[Vorliegender Text]
# # # # #
Ich fuhr also direkt mit dem Zug nach einem 8stündigen Flug zu ihm. Er war sehr freundlich zu mir, als er mich beim Bahnhof abholte, umarmte mich lange. Dann erklärte er mir bei einem Kaffee, dass es erstens seiner Mutter gesundheitlich nicht so gut ginge und er als Jüngster von seiner Familie dazu ausgewählt wurde, nach Algerien zu gehen, um sich um sie zu kümmern. Außerdem meinte er, dass er wenn er seinen Bachelor wieder nicht schaffe (was allerdings doch erst im April klar wird, da er ansonsten doch vorhat, das Sommersemester zu absolvieren), sowieso nach Algerien zurückmüsse und ansonsten eben nach seinem Master, da die französischen Gesetze es praktisch unmöglich machen danach noch weiter in Frankreich zu bleiben, wenn man nicht augenblicklich eine Stelle findet. Zudem würde ich ja weiter in Deutschland studieren wollen und er ansonsten in Frankreich und das mit der Fernbeziehung, wo wir uns nur einmal o.ä. pro Monat sehen würden, würde er nicht packen. Außerdem hätte er mich nicht verdient, er sei kein großer Verlust und weiteres sehr besorgniserregendes Zeug. Er müsse nun sein Leben auf die Reihe kriegen und auch wenn seine Zukunft noch nicht feststünde, wolle er nicht länger meine Zeit verschwenden. Er sei immer noch verliebt in mich, aber diese vier Monate Alleinsein hätten ihm zum Nachdenken gebracht, ob unsere Zukunft überhaupt vereinbar ist. Er macht also Schluss, es könnte aber auch eine Beziehungspause sein, da man ja nicht weiß, wie die Sachen sich entwickeln, ich solle aber nicht hoffen, aber er wolle, dass ich weiterhin Teil seines Lebens sei und könne mich ja besuchen, aber er würde dann nicht mit mir schlafen. Grundsätzlich war auch alles so wie immer, außer dass er sich deutlich zurückhielt bei vielen Dingen und mir nicht mehr sagte, dass er mich liebe o.ä. Er schien die Situation schon fast als romantisch anzusehen und sagte mir viel melodramatisches Zeug. Ich gebe zu, dass hat die Situation etwas erträglicher gemacht, war aber auch ein bisschen lächerlich.
Ich fuhr also nach Hause. Mir ging es weiterhin schlecht, vor allem, da wir geplant gehabt hatten, diese ganze Zeit zusammen zu sein und nun schlief ich wieder bei meiner Mutter auf der Couch. Ich fing an, das ganze zu verarbeiten, heulte fast jeden Tag, schrieb Tagebuch, redete und traf mich mit vielen lieben Leuten. Und ich gebe zu, mir geht es bereits nach eineinhalb Wochen bereits deutlich besser als am Anfang. Ich fühlte mich mitunter sogar stark und glücklich wieder zu Hause zu sein, und alle wiederzusehen, auch wenn alles natürlich einen Beigeschmack hatte und vor allem der Morgen und der Abend am schwersten waren.
# # # # #
[Bereitgestelltes Material]
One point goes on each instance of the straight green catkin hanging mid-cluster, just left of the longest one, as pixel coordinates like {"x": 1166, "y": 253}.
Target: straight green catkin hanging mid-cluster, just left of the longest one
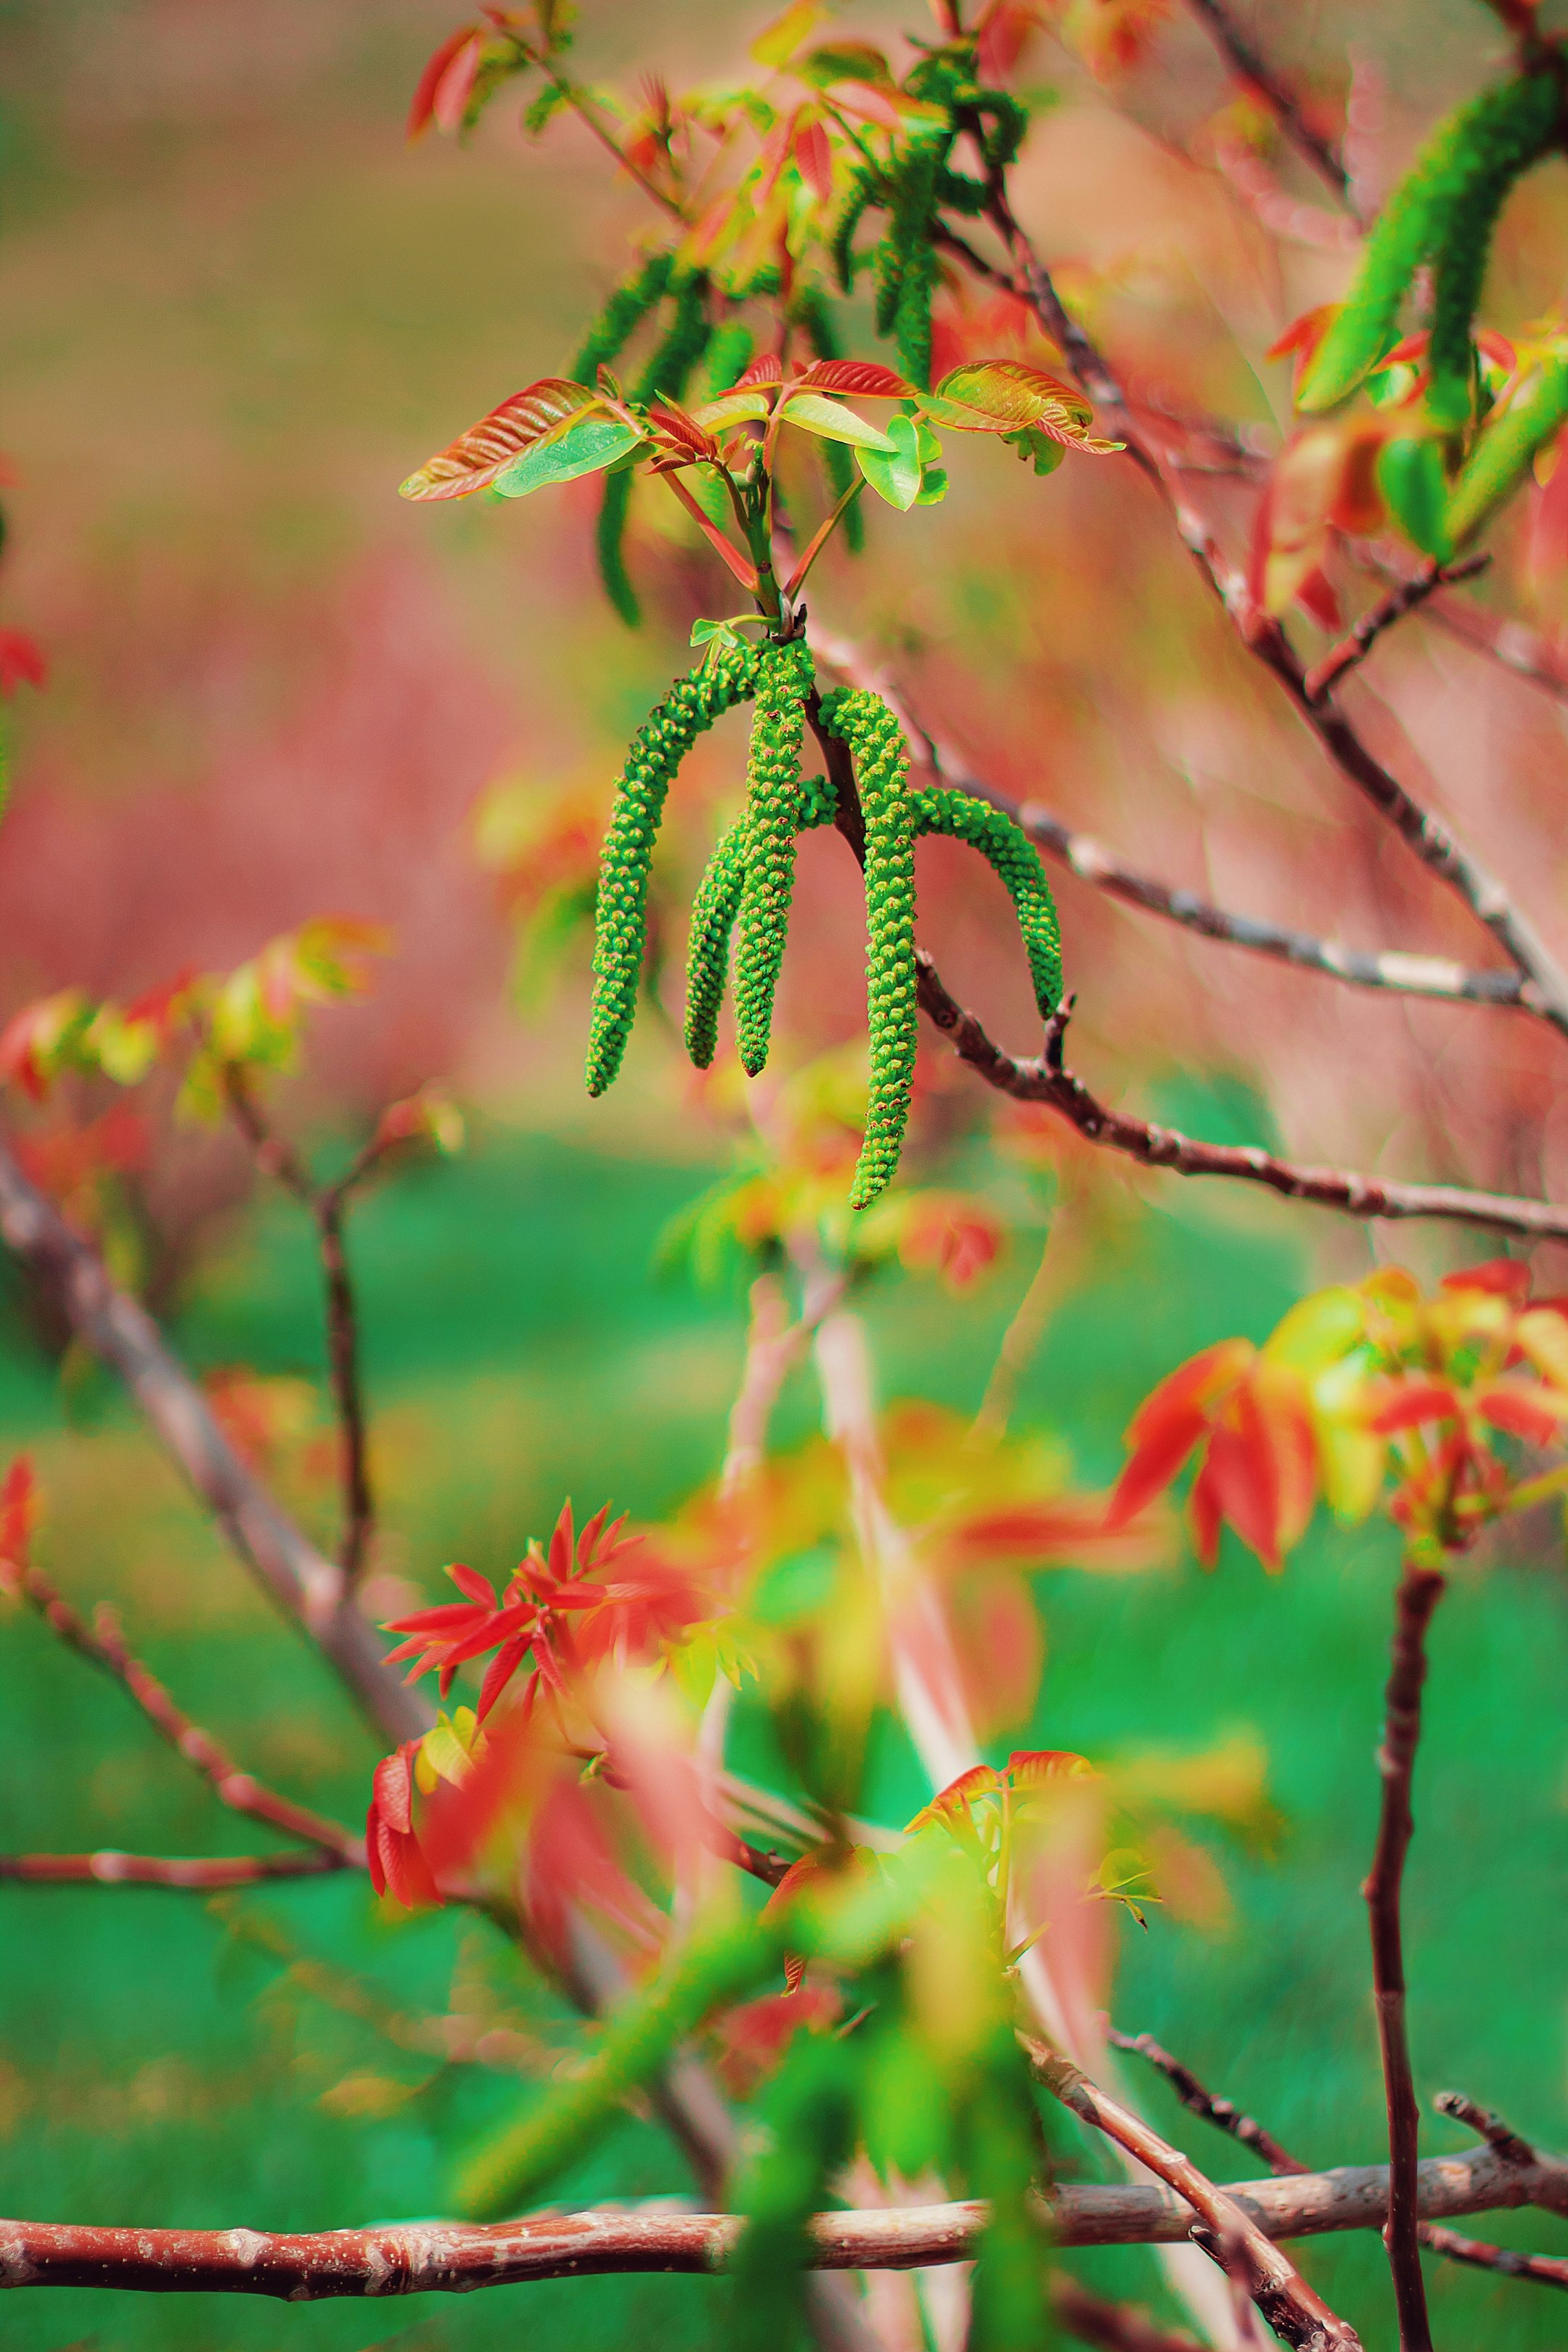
{"x": 772, "y": 822}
# # # # #
[Arbeitsauftrag 1]
Schreiben Sie aus dem vorliegenden Text den Abschnitt zwischen "Ich fuhr also nach" und "am schwersten waren." einschließlich wörtlich ab.
[Arbeitsauftrag 2]
Nennen Sie alle Länder, die im vorliegenden Text erwähnt werden.

[Lösung 1]
Ich fuhr also nach Hause. Mir ging es weiterhin schlecht, vor allem, da wir geplant gehabt hatten, diese ganze Zeit zusammen zu sein und nun schlief ich wieder bei meiner Mutter auf der Couch. Ich fing an, das ganze zu verarbeiten, heulte fast jeden Tag, schrieb Tagebuch, redete und traf mich mit vielen lieben Leuten. Und ich gebe zu, mir geht es bereits nach eineinhalb Wochen bereits deutlich besser als am Anfang. Ich fühlte mich mitunter sogar stark und glücklich wieder zu Hause zu sein, und alle wiederzusehen, auch wenn alles natürlich einen Beigeschmack hatte und vor allem der Morgen und der Abend am schwersten waren.

[Lösung 2]
Algerien, Frankreich, Deutschland